任务要求 A:
请将关于藏东石刻的文章中从“在昌都地区的一些民间传说中,文成公主当时”一直到“觉县,后到达察雅县的香堆乡。”的全部内容原样抄写出来。

页面正文:

────────

藏东石刻
2014-08-09范久辉
范久辉
昌都地区是西藏吐蕃时期石刻分布最多的地区。探寻这些石刻,似乎是对“唐蕃古道”沿途节点的考证,千年的时光早已让古道的样子模糊,但会说话的石头还在传递着吐蕃时期藏东艺术的余温。它们是汉、藏、印等艺术交流的典范,也是佛教在藏东地区弘传的一个辉煌的见证。
在昌都地区的一些民间传说中,文成公主当时进藏的路线有好几条,而察雅县的香堆乡是这几条路线的交汇点。如在民间传说中,文成公主是从四川的德格县进入西藏,经江达县在贡觉县的通夏寺短暂停留,在此地用琉璃瓦建了个拉康后,经拉妥乡的达莫寺到达察雅县的香堆乡;另一个传说是认为她是从云南进藏,经芒康县的邦达乡,刻下然堆村的达琼大日如来造像后到达贡觉县,后到达察雅县的香堆乡。

────────

给定数据:

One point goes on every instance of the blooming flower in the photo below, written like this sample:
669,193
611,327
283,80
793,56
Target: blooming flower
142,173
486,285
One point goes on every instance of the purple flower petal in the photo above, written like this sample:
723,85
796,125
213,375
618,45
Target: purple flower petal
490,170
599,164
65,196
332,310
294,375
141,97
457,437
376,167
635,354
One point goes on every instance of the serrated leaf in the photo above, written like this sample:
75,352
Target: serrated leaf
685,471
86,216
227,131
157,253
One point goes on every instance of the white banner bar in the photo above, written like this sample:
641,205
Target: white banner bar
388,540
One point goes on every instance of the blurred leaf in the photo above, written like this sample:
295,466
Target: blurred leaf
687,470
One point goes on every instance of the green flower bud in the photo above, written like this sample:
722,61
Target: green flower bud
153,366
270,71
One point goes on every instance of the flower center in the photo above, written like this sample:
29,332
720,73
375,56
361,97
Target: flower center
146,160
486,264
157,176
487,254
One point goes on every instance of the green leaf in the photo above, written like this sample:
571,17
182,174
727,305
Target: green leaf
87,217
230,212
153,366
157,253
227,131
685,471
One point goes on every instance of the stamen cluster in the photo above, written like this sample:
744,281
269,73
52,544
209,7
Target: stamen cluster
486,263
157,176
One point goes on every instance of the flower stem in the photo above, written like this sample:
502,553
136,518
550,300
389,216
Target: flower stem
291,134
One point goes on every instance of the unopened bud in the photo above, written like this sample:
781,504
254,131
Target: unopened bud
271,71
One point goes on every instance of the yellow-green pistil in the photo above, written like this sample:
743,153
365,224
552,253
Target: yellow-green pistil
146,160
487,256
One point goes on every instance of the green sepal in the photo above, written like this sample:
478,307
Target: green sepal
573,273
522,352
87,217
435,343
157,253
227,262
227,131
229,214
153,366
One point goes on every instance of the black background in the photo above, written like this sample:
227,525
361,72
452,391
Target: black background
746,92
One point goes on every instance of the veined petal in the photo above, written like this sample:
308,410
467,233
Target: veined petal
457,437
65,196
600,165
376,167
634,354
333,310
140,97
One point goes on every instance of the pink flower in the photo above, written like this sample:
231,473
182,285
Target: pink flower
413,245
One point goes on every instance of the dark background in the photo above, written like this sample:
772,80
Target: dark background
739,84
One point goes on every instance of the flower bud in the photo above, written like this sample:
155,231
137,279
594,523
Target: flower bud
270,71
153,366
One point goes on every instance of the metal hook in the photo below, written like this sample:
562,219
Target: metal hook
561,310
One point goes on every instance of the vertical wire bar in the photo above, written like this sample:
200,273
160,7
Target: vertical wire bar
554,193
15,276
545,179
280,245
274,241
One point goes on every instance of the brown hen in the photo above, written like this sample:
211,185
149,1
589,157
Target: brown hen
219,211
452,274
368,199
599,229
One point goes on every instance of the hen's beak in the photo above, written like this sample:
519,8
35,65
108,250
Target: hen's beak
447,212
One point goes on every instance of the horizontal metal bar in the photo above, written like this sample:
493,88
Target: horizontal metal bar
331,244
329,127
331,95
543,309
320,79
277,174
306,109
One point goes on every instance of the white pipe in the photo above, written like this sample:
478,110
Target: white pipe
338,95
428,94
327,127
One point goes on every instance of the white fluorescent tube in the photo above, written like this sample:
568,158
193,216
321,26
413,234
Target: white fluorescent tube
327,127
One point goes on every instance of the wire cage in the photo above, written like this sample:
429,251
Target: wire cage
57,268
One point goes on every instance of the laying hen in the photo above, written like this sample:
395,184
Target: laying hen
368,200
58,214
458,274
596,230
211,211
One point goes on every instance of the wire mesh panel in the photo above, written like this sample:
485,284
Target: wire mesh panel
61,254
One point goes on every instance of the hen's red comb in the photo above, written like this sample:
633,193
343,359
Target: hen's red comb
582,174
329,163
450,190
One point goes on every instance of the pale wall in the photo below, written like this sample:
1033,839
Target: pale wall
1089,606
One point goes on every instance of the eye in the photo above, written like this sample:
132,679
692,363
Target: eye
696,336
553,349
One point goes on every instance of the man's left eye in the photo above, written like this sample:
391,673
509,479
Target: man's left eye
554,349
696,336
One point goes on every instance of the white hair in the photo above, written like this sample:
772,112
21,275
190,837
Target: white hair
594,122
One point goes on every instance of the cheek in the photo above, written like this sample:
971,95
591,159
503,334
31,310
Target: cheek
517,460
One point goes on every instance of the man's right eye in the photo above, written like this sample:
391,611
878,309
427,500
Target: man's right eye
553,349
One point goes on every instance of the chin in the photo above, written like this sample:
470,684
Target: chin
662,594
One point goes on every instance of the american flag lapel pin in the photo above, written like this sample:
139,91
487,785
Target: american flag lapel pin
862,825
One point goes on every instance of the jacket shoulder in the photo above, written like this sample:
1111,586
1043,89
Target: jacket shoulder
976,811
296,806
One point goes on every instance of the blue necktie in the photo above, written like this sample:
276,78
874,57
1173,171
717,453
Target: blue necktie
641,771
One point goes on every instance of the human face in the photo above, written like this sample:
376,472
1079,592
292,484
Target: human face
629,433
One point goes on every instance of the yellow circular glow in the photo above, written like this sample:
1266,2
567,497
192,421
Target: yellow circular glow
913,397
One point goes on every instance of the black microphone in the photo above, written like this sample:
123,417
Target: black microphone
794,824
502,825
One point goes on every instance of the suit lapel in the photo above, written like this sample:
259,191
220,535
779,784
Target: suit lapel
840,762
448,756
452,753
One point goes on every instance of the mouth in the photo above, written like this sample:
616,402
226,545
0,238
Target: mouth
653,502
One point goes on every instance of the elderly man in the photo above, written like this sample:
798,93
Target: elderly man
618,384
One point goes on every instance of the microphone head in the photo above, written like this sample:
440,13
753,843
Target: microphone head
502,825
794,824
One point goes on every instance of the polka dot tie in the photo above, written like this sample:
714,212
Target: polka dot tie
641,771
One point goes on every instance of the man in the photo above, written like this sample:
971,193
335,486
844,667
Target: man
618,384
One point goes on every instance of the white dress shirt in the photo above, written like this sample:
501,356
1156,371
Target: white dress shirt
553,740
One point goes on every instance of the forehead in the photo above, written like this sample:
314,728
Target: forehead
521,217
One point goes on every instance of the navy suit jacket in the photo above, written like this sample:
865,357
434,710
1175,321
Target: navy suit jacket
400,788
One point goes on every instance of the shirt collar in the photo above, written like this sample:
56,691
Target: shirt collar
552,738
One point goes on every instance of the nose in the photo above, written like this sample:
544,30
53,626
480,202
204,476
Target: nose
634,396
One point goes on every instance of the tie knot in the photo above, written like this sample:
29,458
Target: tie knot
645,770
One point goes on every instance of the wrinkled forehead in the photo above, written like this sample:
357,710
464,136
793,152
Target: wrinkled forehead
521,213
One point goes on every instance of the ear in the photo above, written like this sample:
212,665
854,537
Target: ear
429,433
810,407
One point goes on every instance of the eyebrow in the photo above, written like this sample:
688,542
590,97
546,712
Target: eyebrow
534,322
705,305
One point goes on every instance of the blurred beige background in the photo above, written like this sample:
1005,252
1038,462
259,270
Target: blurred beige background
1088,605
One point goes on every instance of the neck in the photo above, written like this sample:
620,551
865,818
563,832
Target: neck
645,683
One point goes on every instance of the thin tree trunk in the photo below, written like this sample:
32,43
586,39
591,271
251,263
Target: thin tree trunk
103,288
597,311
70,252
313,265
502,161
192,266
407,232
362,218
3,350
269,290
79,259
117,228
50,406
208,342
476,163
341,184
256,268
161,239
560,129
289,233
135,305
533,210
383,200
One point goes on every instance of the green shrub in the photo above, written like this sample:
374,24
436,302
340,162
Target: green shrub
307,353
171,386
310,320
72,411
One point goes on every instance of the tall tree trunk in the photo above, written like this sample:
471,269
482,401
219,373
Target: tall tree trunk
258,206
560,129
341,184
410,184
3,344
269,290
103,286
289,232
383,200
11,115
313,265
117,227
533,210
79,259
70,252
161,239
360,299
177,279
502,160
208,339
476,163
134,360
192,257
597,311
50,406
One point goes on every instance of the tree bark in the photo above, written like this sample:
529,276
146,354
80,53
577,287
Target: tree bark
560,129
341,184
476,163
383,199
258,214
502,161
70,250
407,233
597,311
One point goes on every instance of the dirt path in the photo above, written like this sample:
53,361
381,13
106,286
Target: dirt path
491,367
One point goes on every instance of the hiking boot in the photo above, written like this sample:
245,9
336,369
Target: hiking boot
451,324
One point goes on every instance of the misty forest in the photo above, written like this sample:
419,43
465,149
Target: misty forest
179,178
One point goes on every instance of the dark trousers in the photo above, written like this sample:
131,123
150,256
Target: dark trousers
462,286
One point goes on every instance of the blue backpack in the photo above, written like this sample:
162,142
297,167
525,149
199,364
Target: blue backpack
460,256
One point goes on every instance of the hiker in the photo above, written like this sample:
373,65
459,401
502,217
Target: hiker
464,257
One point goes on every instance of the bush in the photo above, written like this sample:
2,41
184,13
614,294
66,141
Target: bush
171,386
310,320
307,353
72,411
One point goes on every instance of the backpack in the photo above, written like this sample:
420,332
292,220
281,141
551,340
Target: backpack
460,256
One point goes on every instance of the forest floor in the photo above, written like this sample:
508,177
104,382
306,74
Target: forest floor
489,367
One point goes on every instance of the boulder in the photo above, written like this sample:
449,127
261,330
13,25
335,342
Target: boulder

────────

任务要求 B:
把记录中凡是含有字符串“blooming”的行都收集起来，逐行列出。

任务结果 A:
在昌都地区的一些民间传说中,文成公主当时进藏的路线有好几条,而察雅县的香堆乡是这几条路线的交汇点。如在民间传说中,文成公主是从四川的德格县进入西藏,经江达县在贡觉县的通夏寺短暂停留,在此地用琉璃瓦建了个拉康后,经拉妥乡的达莫寺到达察雅县的香堆乡;另一个传说是认为她是从云南进藏,经芒康县的邦达乡,刻下然堆村的达琼大日如来造像后到达贡觉县,后到达察雅县的香堆乡。

任务结果 B:
One point goes on every instance of the blooming flower in the photo below, written like this sample:
Target: blooming flower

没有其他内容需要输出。